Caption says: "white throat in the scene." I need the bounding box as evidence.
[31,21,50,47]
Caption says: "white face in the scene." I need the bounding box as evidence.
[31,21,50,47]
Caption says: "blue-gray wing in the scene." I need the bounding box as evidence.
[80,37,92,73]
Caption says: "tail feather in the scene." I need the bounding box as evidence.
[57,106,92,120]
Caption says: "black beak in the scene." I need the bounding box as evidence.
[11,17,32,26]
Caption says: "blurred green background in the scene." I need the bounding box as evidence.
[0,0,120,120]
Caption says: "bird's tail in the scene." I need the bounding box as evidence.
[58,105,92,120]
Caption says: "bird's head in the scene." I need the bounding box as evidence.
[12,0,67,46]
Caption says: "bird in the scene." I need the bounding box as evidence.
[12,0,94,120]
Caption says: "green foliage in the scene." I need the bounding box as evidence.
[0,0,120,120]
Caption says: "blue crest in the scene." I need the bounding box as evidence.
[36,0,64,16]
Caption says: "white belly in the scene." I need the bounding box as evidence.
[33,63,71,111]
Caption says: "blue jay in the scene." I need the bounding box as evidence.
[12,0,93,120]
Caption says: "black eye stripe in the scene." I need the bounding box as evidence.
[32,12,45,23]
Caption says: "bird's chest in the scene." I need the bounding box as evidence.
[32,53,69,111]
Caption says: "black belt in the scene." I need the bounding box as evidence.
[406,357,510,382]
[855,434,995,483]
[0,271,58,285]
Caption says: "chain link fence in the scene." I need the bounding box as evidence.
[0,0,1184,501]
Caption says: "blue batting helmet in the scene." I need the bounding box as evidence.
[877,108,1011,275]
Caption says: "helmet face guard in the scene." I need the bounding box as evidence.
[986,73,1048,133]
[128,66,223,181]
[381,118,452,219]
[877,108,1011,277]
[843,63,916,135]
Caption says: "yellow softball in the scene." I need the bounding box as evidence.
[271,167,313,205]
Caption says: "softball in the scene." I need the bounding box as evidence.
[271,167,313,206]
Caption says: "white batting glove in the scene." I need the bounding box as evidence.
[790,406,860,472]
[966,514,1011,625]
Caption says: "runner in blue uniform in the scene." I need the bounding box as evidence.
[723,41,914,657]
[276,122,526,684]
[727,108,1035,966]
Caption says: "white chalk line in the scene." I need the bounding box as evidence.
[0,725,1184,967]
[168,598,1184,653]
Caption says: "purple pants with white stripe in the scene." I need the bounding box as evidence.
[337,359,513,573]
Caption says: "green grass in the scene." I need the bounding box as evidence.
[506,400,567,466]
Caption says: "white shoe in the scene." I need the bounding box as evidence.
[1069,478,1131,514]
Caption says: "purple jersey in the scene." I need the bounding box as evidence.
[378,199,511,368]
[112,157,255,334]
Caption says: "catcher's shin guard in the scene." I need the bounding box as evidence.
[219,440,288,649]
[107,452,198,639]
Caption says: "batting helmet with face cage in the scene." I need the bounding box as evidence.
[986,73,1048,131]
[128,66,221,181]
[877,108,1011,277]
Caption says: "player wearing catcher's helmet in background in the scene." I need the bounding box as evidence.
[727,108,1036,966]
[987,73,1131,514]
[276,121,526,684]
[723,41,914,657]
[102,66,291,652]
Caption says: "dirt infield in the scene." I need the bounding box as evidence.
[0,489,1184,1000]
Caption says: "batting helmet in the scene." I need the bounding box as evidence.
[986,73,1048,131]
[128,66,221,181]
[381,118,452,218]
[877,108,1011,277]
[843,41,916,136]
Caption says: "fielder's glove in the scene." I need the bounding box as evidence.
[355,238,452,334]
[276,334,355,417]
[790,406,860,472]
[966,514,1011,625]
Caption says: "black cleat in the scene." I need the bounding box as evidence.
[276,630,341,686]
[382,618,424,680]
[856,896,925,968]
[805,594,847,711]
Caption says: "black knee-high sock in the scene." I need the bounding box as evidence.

▶ [What is asked]: Copy out again, without any change, the data from the line with "wing in the" through the line with "[58,105,92,120]", including both of those lines.

▶ [Exercise answer]:
Caption says: "blue-gray wing in the scene." I need the bounding box as evidence.
[80,37,92,73]
Caption says: "tail feather in the scene." I need the bounding box as evidence.
[57,106,92,120]
Caption says: "black beak in the scene." I need the bounding box as evidence.
[11,17,32,26]
Caption says: "blurred green background in the scene." I need the bounding box as evidence.
[0,0,120,120]
Caption says: "bird's tail in the scene." I need the bounding box as evidence.
[58,105,92,120]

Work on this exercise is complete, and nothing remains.